ESTRATTO DELLA FONTE »
Autorizzazioni impianto nuovi vigneti: normativa italiana


Regione Piemonte - Autorizzazione impianto vitigni


 

Accordo UE Giappone tutela DOP IGP

Gli accordi della UE con Cina e Giappone per la tutela di alcune DOP(Accordo UE-Giappone tutela DOP IGP)


Nell’anno 2019 l’Unione Europea ha concluso due accordi internazionali – uno con la Cina (Accordo UE-Cina tutela DOP IGP) e l’altro con il Giappone (Accordo UE-Giappone tutela DOP IGP) – che aggiungono nuovi nodi ad una rete di appositi trattati internazionali, pazientemente tessuta al fine di salvaguardare nel mondo le nostre DOP e IGP.

Cerchiamo innanzitutto di capire perché tali accordi sono indispensabili.

I nomi geografici, costituenti DOP ovvero IGP, sono protetti – quando ciò avviene, ma non è cosa scontata nel mondo! – per effetto di norme giuridiche, le quali esplicano però effetto unicamente sul territorio dell’ordinamento che le prevede. Va da sé che, più è ampio il territorio dell’ordinamento giuridico in questione, maggiore è l’estensione geografica delle zone ove vige siffatta tutela.

In buone sostanza, i confini nazionali rappresentano un grave ostacolo alla tutela in questione.

In Europa, tale problema è stato risolto – con notevole efficacia! – proprio grazie alle norme comunitarie: facendo discendere da esse la protezione di DOP e IGP, i confini nazionali all’interno dell’Unione non ledono minimamente la loro tutela. In altre parole, in virtù del diritto comunitario, una denominazione italiana è protetta nello stesso modo tanto in Italia, quanto in Francia, quanto in Germania, e così via in tutti gli altri Paesi dell’Unione.

La protezione, peraltro, è molto estesa, siccome essa vieta (art.103 del Regolamento 1308/2013/UE) – fra l’altro – di ledere le DOP e le IGP con «qualsiasi usurpazione, imitazione o evocazione, anche se l’origine vera del prodotto o servizio è indicata o se il nome protetto è una traduzione, una trascrizione o una traslitterazione o è accompagnato da espressioni quali “genere”, “tipo”, “metodo”, “alla maniera”, “imitazione”, “gusto”, “come” o espressioni simili».

MATERIALE MOSTRATO »
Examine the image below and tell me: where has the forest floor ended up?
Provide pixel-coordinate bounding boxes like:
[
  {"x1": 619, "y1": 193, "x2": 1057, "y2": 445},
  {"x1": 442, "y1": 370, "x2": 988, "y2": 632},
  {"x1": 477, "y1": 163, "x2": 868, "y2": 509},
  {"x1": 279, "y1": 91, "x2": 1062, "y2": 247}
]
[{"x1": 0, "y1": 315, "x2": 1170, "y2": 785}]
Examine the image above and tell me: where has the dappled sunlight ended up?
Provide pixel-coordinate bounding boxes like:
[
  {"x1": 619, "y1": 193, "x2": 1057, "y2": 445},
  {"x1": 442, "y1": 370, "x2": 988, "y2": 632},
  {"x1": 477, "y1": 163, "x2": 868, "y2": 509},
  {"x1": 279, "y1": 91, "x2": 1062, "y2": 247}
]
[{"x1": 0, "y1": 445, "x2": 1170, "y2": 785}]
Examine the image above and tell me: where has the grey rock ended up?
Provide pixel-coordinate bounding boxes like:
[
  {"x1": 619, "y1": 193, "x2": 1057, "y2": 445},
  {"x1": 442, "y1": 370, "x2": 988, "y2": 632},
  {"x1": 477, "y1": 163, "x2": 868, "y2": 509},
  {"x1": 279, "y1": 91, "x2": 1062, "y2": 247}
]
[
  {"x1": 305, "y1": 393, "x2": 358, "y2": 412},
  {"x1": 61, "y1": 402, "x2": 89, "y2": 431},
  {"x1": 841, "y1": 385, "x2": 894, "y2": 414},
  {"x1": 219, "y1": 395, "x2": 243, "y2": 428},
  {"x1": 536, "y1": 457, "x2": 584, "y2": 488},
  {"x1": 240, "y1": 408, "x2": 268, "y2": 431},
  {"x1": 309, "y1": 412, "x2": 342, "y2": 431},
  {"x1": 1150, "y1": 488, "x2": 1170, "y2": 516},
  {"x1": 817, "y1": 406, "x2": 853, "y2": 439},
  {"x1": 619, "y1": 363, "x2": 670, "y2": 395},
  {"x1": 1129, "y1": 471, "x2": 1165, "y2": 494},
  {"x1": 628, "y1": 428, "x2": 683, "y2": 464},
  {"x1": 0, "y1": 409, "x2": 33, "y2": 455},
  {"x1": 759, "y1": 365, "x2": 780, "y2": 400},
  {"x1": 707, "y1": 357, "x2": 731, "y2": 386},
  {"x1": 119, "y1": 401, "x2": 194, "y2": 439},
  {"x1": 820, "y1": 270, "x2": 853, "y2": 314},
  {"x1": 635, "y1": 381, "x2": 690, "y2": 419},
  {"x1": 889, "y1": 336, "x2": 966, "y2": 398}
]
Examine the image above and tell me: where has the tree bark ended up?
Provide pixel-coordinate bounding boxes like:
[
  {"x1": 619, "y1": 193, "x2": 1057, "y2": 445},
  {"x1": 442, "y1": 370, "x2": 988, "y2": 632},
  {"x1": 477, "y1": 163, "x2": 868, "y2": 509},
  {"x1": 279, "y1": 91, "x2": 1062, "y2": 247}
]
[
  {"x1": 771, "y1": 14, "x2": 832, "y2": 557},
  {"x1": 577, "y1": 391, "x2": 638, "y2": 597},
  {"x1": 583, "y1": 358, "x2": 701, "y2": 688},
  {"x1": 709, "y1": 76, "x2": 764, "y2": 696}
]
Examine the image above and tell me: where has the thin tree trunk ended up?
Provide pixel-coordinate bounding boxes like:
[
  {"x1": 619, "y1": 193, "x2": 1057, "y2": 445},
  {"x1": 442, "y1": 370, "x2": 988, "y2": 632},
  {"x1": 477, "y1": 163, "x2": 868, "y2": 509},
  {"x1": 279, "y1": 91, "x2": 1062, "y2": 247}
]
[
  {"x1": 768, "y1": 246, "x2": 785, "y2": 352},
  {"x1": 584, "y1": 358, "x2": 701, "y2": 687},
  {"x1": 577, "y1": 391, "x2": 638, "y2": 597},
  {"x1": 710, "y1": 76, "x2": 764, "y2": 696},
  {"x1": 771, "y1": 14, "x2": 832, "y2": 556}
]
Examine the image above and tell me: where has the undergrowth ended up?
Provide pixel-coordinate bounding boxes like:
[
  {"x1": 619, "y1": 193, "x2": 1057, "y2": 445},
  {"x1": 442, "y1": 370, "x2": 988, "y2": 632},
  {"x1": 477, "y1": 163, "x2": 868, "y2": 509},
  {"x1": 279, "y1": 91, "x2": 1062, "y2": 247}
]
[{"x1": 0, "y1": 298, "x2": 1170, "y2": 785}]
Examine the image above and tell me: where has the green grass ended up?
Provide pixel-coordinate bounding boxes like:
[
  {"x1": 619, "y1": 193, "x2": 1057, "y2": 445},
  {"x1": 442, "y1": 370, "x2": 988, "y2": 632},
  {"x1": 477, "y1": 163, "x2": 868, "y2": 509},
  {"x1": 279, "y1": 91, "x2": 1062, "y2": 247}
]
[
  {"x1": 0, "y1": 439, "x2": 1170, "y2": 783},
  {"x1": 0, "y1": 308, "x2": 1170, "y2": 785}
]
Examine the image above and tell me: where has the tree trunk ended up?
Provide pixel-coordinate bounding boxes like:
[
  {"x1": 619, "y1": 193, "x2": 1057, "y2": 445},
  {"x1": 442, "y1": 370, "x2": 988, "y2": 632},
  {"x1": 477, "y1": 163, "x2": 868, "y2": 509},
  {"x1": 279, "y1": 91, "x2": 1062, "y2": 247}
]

COMPITI DA SVOLGERE »
1. Secondo il testo sulla tutela delle DOP e IGP, con quali due Paesi l'Unione Europea ha concluso accordi internazionali nel 2019?
2. Riproduci il passo del testo sulla tutela delle DOP e IGP partendo da "Nell’anno 2019 l’Unione" e proseguendo fino a "vige siffatta tutela.".
3. Porta avanti il testo sulla tutela internazionale delle DOP e IGP, ripartendo subito dopo l'ultima frase riportata.

RISPOSTE »
1. Con la Cina e con il Giappone.

2.
Nell’anno 2019 l’Unione Europea ha concluso due accordi internazionali – uno con la Cina (Accordo UE-Cina tutela DOP IGP) e l’altro con il Giappone (Accordo UE-Giappone tutela DOP IGP) – che aggiungono nuovi nodi ad una rete di appositi trattati internazionali, pazientemente tessuta al fine di salvaguardare nel mondo le nostre DOP e IGP.

Cerchiamo innanzitutto di capire perché tali accordi sono indispensabili.

I nomi geografici, costituenti DOP ovvero IGP, sono protetti – quando ciò avviene, ma non è cosa scontata nel mondo! – per effetto di norme giuridiche, le quali esplicano però effetto unicamente sul territorio dell’ordinamento che le prevede. Va da sé che, più è ampio il territorio dell’ordinamento giuridico in questione, maggiore è l’estensione geografica delle zone ove vige siffatta tutela.

3.
Superando i confini dell’Unione Europea, ciò viene meno.

L’unica possibilità, per mantenere una certa tutela, è che anche gli Stati non facenti parte dell’Unione riconoscano sul loro territorio una qualche protezione a DOP e IGP comunitarie.

E’ vero che gli Accordi TRIPS, conclusi in sede dell’Organizzazione Mondiale del Commercio, comportano l’obbligo per tutti gli Stati aderenti di proteggere le denominazioni di origine (ma non le indicazioni geografiche!), ma è parimenti vero che detti accordi sono assai poco efficaci.

Per rimediare, non restava che stringere appositi trattati con i singoli paesi.

Per farlo è tuttavia necessario disporre di molto potere negoziale: forza che l’Italia – da sola – avrebbe in misura alquanto limitata.

A partire dagli anni ‘90, dunque, l’Unione Europea ha gradatamente concluso molteplici accordi in materia con molti altri Stati – fra cui: U.S.A., Canada, Sud Africa, Cile, Australia, … – per vedere protette sul loro territorio le nostre DOP e IGP, così intessendo una vera e propria “rete” in loro difesa.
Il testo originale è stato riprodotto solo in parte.